§ Dataset excerpts
##########

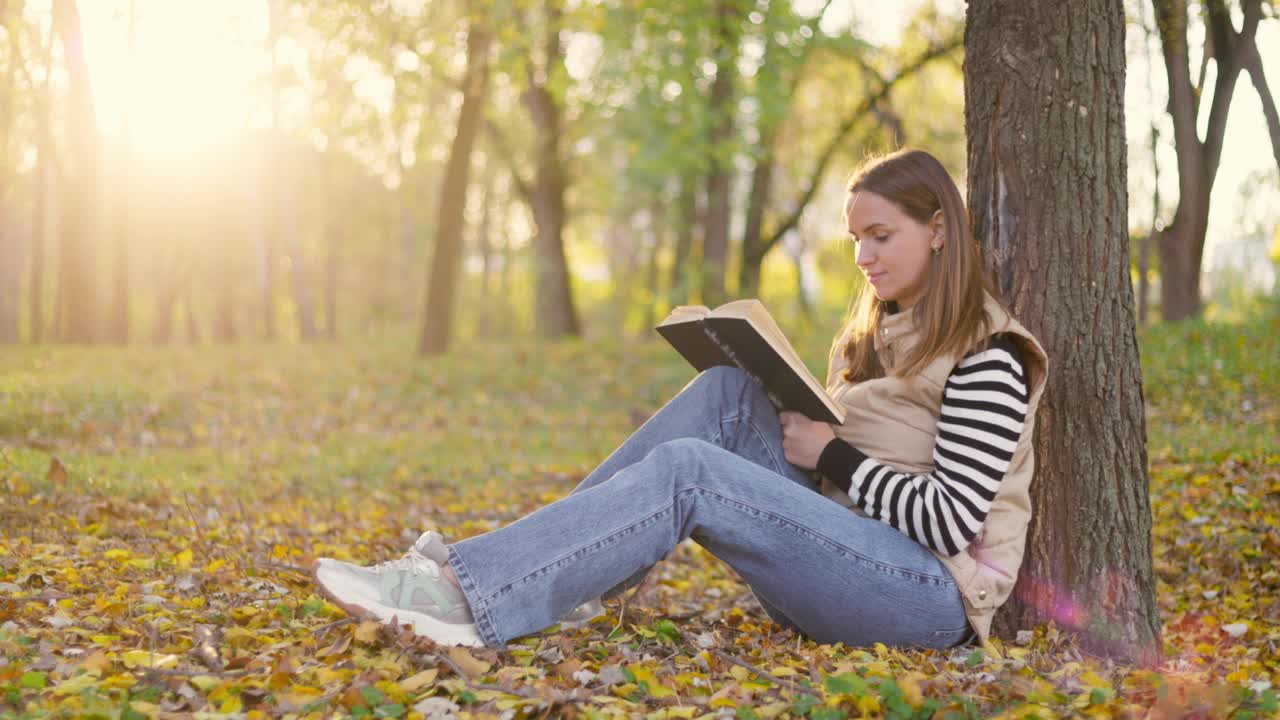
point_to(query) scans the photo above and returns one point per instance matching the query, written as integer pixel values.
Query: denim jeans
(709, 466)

##########

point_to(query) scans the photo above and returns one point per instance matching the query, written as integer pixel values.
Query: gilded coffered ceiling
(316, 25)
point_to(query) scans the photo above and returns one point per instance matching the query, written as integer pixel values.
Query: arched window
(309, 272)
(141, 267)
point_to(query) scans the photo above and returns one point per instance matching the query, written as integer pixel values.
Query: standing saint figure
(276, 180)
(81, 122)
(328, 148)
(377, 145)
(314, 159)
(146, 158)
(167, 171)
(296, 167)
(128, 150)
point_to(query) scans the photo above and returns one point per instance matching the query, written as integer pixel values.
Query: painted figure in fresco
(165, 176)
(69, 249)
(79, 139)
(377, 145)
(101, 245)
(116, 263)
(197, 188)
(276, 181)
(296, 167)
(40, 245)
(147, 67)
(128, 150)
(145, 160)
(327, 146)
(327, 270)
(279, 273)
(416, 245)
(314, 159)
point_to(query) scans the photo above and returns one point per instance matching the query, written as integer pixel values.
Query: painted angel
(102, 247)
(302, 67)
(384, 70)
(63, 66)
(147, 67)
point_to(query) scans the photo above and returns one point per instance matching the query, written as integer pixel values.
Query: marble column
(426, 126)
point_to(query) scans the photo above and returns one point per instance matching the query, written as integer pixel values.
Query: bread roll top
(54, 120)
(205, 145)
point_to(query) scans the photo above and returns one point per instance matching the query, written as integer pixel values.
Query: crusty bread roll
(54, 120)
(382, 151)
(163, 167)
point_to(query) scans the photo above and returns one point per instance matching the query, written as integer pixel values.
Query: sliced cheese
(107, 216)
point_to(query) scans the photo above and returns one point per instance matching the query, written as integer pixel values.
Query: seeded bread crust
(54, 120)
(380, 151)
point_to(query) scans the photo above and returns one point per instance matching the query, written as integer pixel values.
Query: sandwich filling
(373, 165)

##########

§ Instructions to follow
Show every line of the items that contains the word "roll", matching case exactly.

§ Exercise answer
Query: bread roll top
Query: crusty bread roll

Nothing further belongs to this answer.